TASK TO COMPLETE: Write out exactly the lines running from the line that includes "net in the photo above." to the end of the data, both ends included, and nothing besides.

** BEGIN **

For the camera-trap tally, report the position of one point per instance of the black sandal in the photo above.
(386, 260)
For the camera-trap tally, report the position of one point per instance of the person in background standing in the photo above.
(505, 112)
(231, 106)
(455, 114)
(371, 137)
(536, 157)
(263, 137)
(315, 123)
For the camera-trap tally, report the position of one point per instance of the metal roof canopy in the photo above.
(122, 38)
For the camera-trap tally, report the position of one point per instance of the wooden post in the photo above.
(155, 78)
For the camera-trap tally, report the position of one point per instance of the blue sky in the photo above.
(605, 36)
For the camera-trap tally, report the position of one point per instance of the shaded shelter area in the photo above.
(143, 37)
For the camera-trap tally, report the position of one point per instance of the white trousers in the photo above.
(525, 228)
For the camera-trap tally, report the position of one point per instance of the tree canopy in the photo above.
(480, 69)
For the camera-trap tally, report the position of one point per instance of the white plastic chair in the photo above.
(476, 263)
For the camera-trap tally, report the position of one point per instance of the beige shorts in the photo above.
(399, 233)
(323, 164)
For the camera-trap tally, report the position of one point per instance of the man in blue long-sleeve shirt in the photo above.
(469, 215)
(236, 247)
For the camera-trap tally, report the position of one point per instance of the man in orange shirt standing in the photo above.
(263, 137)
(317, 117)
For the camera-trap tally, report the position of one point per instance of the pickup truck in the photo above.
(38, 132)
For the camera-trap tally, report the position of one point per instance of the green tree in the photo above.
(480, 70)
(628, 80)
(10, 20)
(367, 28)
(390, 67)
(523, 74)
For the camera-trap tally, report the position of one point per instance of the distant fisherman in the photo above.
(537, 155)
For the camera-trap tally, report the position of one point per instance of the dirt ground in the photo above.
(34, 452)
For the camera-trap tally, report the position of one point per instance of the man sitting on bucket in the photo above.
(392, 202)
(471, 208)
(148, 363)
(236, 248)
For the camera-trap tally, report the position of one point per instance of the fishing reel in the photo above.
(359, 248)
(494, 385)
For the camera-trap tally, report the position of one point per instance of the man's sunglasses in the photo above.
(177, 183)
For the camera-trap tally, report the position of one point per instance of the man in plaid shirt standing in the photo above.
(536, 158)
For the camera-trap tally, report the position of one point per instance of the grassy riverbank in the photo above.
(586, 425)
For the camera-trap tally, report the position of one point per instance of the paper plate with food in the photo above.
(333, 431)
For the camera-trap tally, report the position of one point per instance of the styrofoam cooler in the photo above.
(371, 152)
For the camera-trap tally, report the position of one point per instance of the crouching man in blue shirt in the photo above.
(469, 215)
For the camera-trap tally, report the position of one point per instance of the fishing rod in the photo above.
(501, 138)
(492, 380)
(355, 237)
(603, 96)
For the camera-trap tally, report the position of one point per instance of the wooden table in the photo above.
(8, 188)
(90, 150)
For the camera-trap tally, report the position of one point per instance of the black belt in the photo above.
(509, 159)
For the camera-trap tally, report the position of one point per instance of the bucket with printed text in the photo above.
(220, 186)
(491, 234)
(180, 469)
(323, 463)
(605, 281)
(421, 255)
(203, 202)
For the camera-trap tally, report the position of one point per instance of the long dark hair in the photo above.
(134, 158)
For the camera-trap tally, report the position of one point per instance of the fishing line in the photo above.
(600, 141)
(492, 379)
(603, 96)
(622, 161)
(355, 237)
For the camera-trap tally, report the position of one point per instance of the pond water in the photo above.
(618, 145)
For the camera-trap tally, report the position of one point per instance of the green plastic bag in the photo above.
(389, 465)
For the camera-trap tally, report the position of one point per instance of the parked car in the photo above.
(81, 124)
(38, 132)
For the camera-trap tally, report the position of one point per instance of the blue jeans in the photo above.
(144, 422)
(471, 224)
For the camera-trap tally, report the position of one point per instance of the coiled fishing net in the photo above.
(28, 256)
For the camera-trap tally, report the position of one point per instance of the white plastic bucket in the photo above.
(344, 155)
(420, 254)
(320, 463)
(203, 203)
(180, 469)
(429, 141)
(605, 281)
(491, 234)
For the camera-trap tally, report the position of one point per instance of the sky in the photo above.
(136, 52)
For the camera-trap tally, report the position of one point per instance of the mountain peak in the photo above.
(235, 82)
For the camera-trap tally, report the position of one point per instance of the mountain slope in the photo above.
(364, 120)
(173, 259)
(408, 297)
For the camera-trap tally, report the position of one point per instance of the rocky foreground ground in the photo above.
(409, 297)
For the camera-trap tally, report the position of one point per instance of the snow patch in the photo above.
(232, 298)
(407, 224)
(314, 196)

** END **

FINAL RESULT:
For the camera-trap tally, report the position of one point per instance of the coiled fishing net in the photo above.
(28, 256)
For the camera-trap tally, report the position of one point per instance of the white plastic bucket in the photo above.
(344, 155)
(420, 254)
(320, 463)
(203, 203)
(180, 469)
(429, 141)
(605, 281)
(491, 234)
For the camera-trap tally, report the position of one point per instance of the sky in the photo above.
(136, 52)
For the camera-trap tally, report the position of one point per instance of the mountain peak in the photo above.
(235, 82)
For the camera-trap tally, report the position of one point per instance of the mountain slope in the photo above.
(364, 120)
(173, 259)
(408, 297)
For the camera-trap tally, report the position of one point per instance of the rocky foreground ground in the photo above.
(409, 297)
For the camera-trap tally, report the position of one point per instance of the snow patch in the photo above.
(232, 298)
(407, 224)
(314, 196)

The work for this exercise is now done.